▶ [AIM OF THE TASK]: Reproduce verbatim the lines of the records below, starting with the line that contains "Exercise. Spot the angular" and continuing through the end of the records, both included. Omit the pictures from your answer.

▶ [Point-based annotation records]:
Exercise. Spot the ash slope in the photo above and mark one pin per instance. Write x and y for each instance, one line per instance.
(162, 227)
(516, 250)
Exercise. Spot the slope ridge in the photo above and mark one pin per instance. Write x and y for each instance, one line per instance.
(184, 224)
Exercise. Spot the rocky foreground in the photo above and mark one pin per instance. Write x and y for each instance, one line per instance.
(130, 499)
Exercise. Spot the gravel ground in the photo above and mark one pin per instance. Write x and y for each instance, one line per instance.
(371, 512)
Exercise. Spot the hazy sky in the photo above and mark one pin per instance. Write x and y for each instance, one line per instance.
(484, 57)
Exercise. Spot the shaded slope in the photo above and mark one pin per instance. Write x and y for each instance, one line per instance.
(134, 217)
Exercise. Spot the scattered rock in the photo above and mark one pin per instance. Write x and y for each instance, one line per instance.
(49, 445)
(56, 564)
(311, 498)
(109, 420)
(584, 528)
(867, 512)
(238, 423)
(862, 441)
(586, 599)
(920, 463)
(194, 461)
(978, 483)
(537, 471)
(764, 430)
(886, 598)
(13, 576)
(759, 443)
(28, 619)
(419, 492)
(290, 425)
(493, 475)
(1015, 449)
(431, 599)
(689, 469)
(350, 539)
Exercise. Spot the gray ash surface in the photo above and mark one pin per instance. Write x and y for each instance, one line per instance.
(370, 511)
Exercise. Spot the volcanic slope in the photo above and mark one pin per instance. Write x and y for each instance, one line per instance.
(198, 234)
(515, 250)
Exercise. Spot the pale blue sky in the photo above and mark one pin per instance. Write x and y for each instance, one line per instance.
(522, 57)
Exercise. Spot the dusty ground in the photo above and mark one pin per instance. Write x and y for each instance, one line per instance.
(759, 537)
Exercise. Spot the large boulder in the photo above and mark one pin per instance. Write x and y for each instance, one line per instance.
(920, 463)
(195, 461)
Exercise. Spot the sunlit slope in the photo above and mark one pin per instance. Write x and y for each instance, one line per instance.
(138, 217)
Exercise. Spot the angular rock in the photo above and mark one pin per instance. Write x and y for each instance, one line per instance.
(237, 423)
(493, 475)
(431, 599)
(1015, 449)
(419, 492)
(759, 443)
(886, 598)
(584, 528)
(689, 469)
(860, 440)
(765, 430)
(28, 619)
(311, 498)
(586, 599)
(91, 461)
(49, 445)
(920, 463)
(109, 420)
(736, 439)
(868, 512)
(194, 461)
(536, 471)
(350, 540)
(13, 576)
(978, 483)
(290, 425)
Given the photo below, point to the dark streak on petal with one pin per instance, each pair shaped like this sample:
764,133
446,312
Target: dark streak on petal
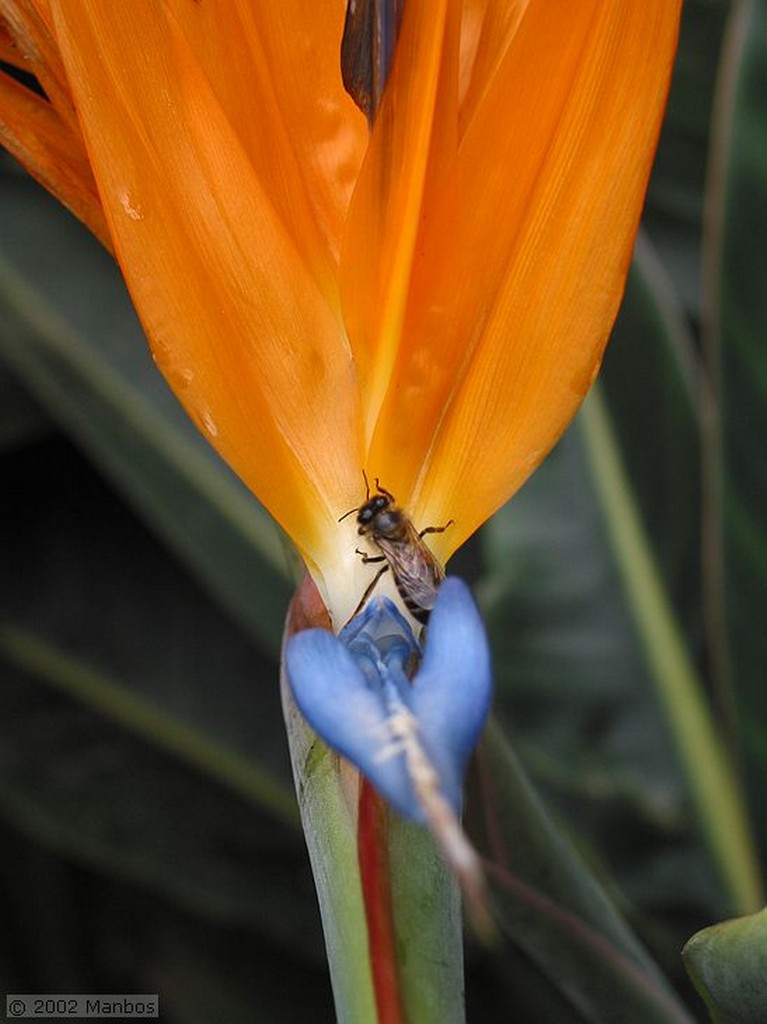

▶ [THE COMPLETED TASK]:
Exercise. Spot the angular rock in the photo above and mark one pin per instance. Write x and y for each instance, one line per instance.
(237, 423)
(493, 475)
(431, 599)
(1015, 449)
(419, 492)
(759, 443)
(886, 598)
(584, 528)
(689, 469)
(860, 440)
(765, 430)
(28, 619)
(311, 498)
(586, 599)
(91, 461)
(49, 445)
(920, 463)
(109, 420)
(736, 439)
(868, 512)
(194, 461)
(536, 471)
(350, 540)
(13, 576)
(978, 483)
(290, 425)
Given the photo below, point to the dark streak on petal with one pin per instance, each pair shaped like this sample:
764,133
446,312
Target: dark streak on petal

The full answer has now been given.